PROBLEM DESCRIPTION: Return, unchanged, the lines of the listing below, starting with the line that contains "stone in the photo above." and going on through the final line of the listing.

· · · ·

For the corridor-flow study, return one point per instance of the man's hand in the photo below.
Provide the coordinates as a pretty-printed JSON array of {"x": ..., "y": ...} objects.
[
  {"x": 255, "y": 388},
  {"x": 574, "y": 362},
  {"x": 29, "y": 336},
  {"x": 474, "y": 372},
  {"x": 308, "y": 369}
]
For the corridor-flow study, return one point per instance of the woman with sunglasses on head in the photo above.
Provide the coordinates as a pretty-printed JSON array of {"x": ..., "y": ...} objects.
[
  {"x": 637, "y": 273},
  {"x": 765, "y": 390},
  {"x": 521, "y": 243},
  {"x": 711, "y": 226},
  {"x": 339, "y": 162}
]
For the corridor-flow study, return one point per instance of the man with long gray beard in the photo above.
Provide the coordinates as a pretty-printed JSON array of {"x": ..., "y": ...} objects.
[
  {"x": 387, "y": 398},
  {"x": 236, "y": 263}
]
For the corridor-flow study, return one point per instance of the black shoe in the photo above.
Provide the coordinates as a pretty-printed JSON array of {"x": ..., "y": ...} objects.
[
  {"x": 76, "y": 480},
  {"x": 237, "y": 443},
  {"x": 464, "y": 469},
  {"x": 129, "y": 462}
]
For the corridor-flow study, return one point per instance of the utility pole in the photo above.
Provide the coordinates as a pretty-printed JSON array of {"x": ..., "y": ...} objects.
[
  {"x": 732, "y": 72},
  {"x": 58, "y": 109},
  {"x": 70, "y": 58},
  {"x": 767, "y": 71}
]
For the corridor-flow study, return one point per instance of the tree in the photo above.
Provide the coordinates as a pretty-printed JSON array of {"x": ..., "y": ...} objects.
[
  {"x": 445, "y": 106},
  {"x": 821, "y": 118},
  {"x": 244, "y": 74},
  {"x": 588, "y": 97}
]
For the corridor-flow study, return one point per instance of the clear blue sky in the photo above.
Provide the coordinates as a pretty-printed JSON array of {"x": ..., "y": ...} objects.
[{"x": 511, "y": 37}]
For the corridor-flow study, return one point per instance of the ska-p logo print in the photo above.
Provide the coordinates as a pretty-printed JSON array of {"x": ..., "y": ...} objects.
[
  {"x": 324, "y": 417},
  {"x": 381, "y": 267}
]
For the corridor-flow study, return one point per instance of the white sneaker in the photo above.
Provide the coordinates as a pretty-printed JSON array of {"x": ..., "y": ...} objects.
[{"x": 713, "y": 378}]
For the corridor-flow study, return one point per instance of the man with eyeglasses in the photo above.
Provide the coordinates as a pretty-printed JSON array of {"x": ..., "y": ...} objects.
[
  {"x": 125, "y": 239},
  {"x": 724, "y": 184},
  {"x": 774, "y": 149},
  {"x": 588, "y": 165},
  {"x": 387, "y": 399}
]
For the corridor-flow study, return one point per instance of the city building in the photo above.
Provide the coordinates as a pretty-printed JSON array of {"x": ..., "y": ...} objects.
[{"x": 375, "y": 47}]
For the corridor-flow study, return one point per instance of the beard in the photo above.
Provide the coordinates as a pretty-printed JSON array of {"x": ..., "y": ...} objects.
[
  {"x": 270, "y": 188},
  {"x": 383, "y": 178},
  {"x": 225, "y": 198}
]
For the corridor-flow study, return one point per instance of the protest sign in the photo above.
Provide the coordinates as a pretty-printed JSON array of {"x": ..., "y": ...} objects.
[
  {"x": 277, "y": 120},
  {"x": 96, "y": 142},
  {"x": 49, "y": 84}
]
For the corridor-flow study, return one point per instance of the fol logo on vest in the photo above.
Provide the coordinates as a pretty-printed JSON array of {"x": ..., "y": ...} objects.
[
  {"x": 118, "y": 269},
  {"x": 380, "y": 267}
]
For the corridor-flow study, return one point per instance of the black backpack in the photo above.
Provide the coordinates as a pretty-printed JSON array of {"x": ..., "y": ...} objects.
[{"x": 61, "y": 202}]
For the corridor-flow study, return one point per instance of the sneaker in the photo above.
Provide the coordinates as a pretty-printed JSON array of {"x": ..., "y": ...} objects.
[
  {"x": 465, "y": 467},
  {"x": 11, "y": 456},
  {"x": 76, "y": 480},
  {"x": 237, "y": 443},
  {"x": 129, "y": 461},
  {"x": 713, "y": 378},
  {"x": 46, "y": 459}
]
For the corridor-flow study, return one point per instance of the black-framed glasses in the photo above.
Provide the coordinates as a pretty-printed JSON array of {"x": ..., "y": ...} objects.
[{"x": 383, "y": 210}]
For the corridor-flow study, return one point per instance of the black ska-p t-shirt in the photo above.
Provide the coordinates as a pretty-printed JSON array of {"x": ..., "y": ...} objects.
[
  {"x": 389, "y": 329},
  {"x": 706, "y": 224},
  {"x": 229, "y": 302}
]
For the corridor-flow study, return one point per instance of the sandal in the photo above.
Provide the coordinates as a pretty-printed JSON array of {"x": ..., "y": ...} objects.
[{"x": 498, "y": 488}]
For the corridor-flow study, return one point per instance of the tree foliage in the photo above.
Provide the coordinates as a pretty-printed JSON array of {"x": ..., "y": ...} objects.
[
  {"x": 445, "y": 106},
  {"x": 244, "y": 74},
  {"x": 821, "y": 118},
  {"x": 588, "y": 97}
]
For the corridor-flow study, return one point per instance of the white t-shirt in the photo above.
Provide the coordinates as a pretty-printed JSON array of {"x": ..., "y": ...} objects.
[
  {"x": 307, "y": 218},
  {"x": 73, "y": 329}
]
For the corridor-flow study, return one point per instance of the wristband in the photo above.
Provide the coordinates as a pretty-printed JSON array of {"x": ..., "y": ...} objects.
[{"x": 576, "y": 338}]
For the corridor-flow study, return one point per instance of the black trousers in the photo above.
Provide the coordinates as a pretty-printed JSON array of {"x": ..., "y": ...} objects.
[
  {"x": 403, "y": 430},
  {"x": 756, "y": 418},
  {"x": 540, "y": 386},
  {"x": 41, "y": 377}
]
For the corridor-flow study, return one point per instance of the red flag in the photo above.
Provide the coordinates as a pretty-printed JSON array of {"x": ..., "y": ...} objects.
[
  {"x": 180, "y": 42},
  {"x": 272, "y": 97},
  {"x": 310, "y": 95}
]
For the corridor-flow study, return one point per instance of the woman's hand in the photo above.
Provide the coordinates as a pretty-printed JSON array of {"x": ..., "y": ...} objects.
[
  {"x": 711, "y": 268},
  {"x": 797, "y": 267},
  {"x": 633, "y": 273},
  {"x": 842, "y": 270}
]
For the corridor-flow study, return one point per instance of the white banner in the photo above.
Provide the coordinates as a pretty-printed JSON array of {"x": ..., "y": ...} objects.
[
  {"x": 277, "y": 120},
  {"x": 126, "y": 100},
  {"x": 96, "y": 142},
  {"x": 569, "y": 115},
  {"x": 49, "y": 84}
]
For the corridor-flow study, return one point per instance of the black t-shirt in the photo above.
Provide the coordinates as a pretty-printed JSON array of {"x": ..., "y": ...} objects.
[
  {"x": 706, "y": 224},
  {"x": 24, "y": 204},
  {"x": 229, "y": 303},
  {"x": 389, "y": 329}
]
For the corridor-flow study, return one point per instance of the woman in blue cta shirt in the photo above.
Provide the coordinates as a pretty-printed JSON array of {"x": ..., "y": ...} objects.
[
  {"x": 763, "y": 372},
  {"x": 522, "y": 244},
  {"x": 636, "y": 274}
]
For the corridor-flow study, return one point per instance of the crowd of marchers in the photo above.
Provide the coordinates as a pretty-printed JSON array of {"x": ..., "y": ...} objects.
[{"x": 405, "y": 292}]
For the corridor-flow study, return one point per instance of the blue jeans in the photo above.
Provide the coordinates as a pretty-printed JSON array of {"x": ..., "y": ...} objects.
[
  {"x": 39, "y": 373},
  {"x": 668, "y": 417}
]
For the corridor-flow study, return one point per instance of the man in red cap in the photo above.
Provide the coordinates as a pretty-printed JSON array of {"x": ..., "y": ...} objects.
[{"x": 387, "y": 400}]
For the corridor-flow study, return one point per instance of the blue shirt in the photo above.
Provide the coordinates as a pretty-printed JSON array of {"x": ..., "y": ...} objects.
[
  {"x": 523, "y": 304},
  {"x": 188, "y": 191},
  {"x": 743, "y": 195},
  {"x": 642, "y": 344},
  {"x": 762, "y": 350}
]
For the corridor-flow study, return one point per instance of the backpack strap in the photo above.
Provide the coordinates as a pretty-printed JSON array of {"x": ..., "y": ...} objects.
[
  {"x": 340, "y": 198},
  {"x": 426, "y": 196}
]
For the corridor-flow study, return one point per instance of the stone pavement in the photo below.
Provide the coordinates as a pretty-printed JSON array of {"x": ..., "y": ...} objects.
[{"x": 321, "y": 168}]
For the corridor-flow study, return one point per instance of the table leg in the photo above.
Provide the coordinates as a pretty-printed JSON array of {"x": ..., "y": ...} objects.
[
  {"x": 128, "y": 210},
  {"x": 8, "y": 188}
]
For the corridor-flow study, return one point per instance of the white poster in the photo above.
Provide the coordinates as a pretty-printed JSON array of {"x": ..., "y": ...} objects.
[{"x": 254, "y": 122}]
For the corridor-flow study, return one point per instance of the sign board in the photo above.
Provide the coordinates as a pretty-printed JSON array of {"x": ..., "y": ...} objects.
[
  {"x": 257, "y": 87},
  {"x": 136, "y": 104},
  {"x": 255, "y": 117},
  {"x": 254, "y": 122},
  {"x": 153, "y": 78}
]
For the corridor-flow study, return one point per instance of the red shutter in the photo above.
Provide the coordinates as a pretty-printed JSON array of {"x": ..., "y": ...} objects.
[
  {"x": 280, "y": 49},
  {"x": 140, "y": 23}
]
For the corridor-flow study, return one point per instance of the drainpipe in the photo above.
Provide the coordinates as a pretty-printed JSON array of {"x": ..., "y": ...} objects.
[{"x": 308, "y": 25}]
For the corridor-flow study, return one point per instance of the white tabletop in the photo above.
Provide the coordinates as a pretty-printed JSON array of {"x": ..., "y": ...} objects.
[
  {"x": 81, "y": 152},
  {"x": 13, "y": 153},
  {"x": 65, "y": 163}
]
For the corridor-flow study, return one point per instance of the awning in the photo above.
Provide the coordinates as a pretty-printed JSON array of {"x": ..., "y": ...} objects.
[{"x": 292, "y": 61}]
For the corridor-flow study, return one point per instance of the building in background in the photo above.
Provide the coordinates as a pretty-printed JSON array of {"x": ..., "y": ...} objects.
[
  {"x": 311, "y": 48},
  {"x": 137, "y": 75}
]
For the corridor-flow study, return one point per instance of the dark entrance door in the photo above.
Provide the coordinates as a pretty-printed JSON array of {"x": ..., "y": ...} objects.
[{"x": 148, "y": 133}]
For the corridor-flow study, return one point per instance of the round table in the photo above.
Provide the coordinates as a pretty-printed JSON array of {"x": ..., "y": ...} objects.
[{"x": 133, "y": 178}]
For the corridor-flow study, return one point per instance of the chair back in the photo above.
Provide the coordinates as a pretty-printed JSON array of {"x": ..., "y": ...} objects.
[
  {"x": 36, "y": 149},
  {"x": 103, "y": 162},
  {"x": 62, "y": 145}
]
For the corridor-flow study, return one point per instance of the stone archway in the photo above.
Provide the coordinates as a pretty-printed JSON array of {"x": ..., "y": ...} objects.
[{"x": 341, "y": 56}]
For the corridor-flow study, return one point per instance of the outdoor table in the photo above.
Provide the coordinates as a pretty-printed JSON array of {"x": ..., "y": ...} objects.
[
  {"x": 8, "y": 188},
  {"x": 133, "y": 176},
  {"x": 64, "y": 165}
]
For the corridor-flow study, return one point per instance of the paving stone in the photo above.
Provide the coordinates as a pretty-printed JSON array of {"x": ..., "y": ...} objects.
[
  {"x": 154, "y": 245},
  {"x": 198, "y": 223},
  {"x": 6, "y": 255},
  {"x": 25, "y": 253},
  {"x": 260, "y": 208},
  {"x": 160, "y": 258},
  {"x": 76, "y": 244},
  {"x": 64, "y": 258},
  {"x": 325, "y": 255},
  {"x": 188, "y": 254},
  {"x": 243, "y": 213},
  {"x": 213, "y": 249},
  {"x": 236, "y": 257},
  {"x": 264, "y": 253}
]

· · · ·

TASK SOLUTION:
For the corridor-flow study, return one point per instance of the paving stone in the photo above.
Provide the coordinates as a pretty-printed JSON array of {"x": ..., "y": ...} objects.
[
  {"x": 154, "y": 245},
  {"x": 198, "y": 223},
  {"x": 6, "y": 255},
  {"x": 25, "y": 253},
  {"x": 260, "y": 208},
  {"x": 160, "y": 258},
  {"x": 76, "y": 244},
  {"x": 64, "y": 258},
  {"x": 325, "y": 255},
  {"x": 188, "y": 254},
  {"x": 243, "y": 213},
  {"x": 213, "y": 249},
  {"x": 236, "y": 257},
  {"x": 264, "y": 253}
]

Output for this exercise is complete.